>>>
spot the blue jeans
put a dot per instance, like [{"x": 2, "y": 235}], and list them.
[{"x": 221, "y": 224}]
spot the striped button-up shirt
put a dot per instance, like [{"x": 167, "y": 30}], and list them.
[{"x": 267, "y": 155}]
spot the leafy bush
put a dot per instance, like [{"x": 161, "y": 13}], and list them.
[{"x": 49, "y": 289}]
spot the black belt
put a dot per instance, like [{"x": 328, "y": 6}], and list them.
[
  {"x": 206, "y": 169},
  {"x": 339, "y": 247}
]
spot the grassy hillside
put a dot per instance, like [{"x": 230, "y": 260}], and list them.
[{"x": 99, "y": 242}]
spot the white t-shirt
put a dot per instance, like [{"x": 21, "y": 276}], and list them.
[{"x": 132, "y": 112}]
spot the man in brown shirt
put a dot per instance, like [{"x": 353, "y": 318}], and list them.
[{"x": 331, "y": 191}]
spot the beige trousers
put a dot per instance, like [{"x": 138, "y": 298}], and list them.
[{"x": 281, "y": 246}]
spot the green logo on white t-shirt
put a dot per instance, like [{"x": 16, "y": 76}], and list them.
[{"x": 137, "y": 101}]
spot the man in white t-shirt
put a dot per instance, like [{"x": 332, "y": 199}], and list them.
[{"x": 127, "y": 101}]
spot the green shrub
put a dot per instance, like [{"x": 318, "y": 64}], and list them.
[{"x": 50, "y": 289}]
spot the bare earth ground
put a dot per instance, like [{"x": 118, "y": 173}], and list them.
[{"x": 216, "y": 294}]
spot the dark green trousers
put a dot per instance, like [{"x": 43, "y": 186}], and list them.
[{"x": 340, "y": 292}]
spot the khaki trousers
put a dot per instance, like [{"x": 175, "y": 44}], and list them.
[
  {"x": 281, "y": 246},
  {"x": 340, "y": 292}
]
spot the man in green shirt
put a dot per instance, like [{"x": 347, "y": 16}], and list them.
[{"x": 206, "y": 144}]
<<<
**WHAT IS BEING ASKED:** Output each record above exactly, omitting nothing.

**ANSWER TO THE EXERCISE:**
spot the blue jeans
put a dot per instance, like [{"x": 2, "y": 235}], and list them.
[{"x": 221, "y": 224}]
spot the striped button-up shirt
put a dot per instance, like [{"x": 167, "y": 30}], and list them.
[{"x": 267, "y": 155}]
spot the leafy bush
put a dot per instance, like [{"x": 161, "y": 13}], and list them.
[{"x": 49, "y": 289}]
spot the black belt
put a dot per instance, like [{"x": 328, "y": 6}], and list them.
[
  {"x": 206, "y": 169},
  {"x": 339, "y": 247}
]
spot the grassy hillside
put a dot per instance, like [{"x": 230, "y": 260}], and list them.
[{"x": 99, "y": 242}]
spot the white t-shirt
put a dot per instance, like [{"x": 21, "y": 276}], and list them.
[{"x": 132, "y": 112}]
spot the man in brown shirt
put a dot per instance, like [{"x": 353, "y": 318}], and list them.
[{"x": 331, "y": 191}]
spot the beige trousers
put a dot per instance, like [{"x": 138, "y": 298}], and list them.
[{"x": 281, "y": 246}]
spot the green logo on white t-shirt
put a dot per instance, like [{"x": 16, "y": 76}], and list them.
[{"x": 137, "y": 101}]
spot the man in white t-shirt
put a dot per instance, like [{"x": 332, "y": 199}], and list them.
[{"x": 127, "y": 101}]
spot the green shrub
put a dot per instance, like [{"x": 318, "y": 64}], and list them.
[{"x": 50, "y": 289}]
spot the bare earth ground
put a dot per instance, like [{"x": 118, "y": 173}], and list them.
[{"x": 216, "y": 294}]
spot the dark green trousers
put a dot per instance, like [{"x": 43, "y": 186}], and list them.
[{"x": 340, "y": 292}]
spot the khaki trousers
put a dot per instance, like [{"x": 175, "y": 44}], and list them.
[
  {"x": 281, "y": 246},
  {"x": 340, "y": 292}
]
spot the man in green shirt
put a dot per instance, like [{"x": 347, "y": 16}], and list them.
[{"x": 206, "y": 144}]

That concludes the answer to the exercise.